**WHAT YOU NEED TO DO:**
How many lines in the entries below contain the string "stone"? Case counts. Reply with the number alone.

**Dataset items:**
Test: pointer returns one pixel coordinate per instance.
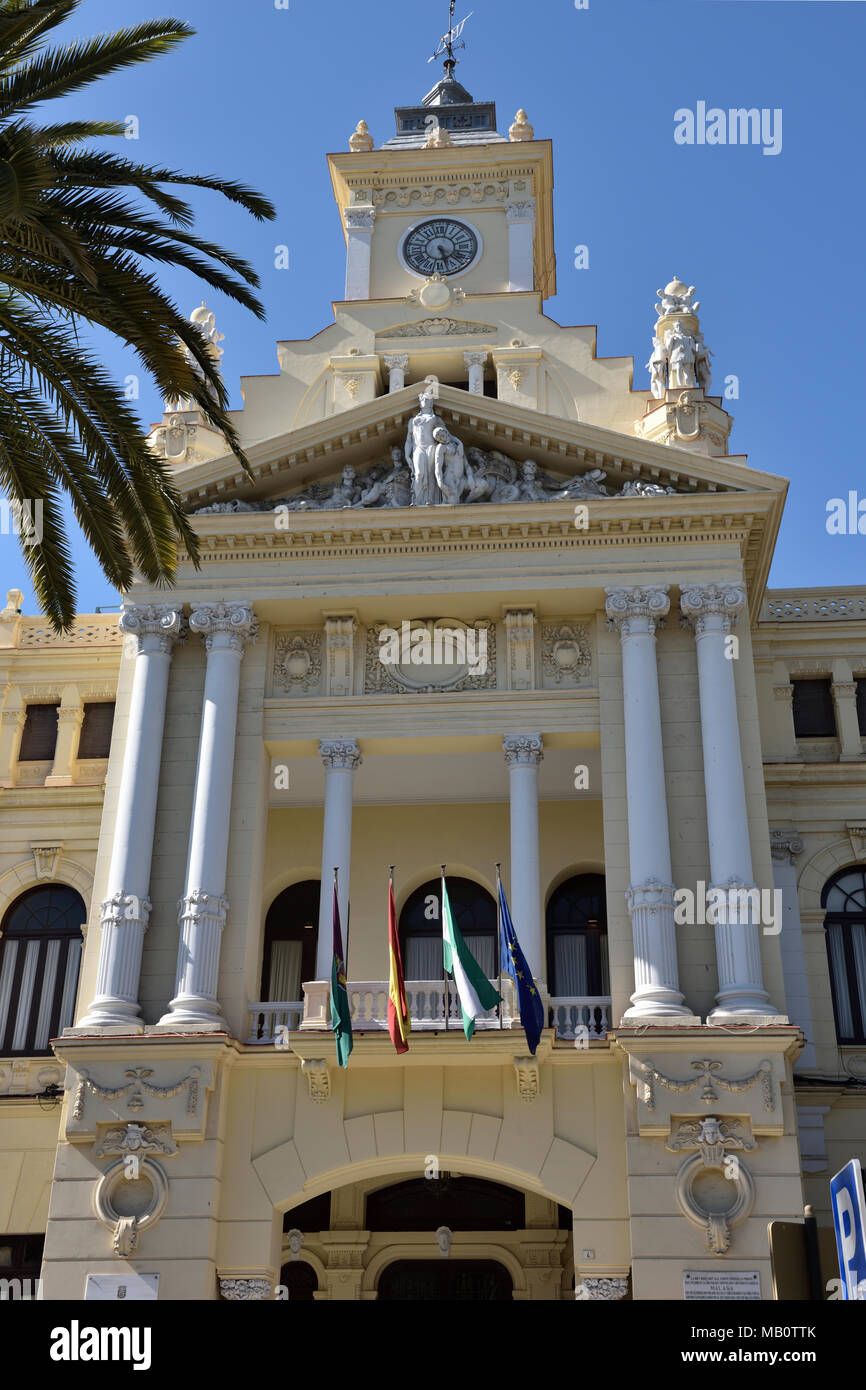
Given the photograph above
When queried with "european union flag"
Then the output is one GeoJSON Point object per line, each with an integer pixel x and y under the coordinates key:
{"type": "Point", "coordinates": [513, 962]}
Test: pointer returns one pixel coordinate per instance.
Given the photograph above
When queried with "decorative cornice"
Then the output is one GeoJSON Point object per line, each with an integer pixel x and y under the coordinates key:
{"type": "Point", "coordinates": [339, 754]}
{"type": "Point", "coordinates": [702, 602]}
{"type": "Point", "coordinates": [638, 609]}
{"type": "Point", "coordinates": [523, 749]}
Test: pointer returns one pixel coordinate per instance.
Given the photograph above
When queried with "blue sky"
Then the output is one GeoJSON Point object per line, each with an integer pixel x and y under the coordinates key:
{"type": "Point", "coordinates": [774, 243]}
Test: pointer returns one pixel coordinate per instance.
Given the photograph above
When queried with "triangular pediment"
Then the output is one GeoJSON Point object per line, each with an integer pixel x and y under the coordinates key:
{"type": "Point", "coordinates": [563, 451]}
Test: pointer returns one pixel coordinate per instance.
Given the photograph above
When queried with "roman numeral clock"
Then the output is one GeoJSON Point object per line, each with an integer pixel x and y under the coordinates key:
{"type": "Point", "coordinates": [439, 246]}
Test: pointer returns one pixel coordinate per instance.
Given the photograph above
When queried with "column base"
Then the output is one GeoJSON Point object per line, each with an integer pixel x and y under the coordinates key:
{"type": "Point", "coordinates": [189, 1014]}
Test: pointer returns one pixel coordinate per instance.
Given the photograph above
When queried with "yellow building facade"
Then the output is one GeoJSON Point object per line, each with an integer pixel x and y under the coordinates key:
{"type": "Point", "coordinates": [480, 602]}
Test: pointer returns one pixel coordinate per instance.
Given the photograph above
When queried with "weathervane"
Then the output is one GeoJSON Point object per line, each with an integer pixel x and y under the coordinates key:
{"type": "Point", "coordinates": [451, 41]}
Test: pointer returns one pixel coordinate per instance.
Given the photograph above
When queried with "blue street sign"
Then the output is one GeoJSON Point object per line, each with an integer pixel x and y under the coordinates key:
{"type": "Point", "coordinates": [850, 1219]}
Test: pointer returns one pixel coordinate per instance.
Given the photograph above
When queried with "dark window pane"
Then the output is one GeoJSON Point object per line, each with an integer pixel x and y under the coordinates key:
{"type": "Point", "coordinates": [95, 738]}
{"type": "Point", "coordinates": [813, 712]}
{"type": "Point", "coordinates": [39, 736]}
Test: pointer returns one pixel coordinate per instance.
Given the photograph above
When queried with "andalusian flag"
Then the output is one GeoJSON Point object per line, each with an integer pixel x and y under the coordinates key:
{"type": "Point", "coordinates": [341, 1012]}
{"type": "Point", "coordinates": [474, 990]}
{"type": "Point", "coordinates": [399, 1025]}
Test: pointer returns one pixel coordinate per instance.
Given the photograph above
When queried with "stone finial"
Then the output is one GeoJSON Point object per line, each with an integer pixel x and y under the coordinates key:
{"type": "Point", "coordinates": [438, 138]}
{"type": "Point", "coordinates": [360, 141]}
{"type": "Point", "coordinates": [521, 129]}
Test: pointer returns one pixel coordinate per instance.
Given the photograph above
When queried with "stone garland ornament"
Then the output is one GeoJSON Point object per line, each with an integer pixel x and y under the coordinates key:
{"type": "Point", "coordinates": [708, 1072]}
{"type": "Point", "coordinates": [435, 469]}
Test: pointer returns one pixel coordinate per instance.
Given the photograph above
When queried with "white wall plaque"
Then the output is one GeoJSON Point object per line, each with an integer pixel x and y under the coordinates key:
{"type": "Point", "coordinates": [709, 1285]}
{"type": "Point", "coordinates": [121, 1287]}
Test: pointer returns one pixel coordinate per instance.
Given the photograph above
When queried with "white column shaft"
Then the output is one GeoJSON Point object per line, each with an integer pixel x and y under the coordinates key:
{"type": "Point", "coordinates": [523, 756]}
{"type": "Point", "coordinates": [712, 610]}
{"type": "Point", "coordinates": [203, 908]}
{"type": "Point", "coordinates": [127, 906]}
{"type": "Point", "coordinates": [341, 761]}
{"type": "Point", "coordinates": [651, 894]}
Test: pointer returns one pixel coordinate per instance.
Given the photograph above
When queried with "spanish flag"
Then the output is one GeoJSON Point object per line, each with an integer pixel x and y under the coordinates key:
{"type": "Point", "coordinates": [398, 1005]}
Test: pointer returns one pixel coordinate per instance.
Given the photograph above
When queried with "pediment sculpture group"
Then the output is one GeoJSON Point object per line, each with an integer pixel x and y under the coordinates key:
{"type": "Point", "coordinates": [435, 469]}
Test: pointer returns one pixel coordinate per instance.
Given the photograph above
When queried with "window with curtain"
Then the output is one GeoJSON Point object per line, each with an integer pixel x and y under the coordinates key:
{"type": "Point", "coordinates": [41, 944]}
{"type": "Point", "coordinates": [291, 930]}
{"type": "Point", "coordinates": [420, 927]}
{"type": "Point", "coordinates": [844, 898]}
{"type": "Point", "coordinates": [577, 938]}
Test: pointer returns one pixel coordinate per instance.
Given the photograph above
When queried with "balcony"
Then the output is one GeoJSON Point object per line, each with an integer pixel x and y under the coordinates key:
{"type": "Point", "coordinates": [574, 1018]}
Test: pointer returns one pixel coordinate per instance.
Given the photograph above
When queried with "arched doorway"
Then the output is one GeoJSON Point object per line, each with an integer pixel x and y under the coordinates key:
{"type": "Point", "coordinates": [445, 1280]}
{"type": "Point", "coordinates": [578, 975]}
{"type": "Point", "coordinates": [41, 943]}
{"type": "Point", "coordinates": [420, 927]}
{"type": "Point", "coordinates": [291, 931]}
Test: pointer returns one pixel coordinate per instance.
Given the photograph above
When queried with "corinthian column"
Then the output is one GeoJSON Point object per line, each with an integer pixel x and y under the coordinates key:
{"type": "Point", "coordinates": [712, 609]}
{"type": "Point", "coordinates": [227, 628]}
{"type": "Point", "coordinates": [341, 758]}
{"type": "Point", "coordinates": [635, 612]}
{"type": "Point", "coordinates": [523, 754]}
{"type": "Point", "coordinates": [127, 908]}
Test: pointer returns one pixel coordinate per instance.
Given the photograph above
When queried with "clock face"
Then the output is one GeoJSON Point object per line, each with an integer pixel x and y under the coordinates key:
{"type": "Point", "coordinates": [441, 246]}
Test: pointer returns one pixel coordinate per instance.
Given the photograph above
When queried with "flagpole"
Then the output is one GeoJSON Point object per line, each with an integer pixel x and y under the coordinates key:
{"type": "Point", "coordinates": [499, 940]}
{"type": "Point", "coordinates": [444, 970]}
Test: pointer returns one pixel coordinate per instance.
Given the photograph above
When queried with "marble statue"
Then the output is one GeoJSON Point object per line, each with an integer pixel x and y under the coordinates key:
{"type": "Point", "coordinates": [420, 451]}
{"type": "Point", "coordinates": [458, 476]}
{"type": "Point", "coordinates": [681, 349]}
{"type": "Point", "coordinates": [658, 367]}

**RESPONSE:**
2